▶ Requirement: Down to the last line, retype each line of the entries exactly, starting with the one that contains "Target: temple entrance".

[Dataset records Boundary: Start]

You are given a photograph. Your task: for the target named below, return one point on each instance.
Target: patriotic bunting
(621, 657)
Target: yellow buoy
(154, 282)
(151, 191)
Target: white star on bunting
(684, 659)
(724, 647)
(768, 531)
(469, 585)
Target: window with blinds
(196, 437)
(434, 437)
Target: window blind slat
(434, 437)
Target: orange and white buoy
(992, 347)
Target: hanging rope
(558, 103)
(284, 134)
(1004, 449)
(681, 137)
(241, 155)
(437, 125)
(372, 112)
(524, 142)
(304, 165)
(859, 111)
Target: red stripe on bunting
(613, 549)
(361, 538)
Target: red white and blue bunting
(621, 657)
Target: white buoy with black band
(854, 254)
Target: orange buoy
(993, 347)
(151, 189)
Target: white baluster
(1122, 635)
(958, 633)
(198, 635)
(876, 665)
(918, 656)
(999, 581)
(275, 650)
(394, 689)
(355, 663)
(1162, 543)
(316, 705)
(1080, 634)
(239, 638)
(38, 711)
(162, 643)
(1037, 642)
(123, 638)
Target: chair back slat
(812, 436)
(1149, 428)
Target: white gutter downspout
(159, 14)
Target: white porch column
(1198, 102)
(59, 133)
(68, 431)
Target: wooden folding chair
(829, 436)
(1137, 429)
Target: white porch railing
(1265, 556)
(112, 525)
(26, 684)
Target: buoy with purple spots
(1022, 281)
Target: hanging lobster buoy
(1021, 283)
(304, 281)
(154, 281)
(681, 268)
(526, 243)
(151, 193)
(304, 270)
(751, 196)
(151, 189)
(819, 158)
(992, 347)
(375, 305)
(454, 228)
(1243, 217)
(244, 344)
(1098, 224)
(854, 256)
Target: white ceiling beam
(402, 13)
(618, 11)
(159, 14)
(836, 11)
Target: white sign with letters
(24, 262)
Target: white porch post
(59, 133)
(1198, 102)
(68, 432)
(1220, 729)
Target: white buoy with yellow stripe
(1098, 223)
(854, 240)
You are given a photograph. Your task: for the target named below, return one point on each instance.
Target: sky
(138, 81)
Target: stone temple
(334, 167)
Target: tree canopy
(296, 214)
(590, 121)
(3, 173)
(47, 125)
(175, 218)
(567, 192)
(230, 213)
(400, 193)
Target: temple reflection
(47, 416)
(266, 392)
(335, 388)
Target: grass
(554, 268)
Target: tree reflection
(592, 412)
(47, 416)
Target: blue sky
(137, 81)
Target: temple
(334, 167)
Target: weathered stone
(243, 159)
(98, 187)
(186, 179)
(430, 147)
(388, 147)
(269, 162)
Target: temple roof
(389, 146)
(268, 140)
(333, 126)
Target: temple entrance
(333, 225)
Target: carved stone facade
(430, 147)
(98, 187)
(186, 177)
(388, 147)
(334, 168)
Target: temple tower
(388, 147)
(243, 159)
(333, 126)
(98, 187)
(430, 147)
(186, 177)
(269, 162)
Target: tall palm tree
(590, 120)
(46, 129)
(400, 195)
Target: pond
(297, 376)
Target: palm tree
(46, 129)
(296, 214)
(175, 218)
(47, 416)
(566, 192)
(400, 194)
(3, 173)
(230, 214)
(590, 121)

[Dataset records Boundary: End]

▶ Exercise response:
Target: temple entrance
(333, 225)
Target: carved stone facade
(430, 147)
(98, 187)
(186, 177)
(388, 147)
(334, 168)
Target: temple tower
(388, 147)
(243, 159)
(333, 126)
(98, 187)
(430, 147)
(186, 177)
(269, 162)
Target: tall palm tree
(590, 120)
(46, 129)
(400, 195)
Target: pond
(297, 376)
Target: palm tree
(46, 129)
(296, 214)
(175, 218)
(47, 416)
(566, 192)
(400, 194)
(3, 173)
(230, 214)
(590, 121)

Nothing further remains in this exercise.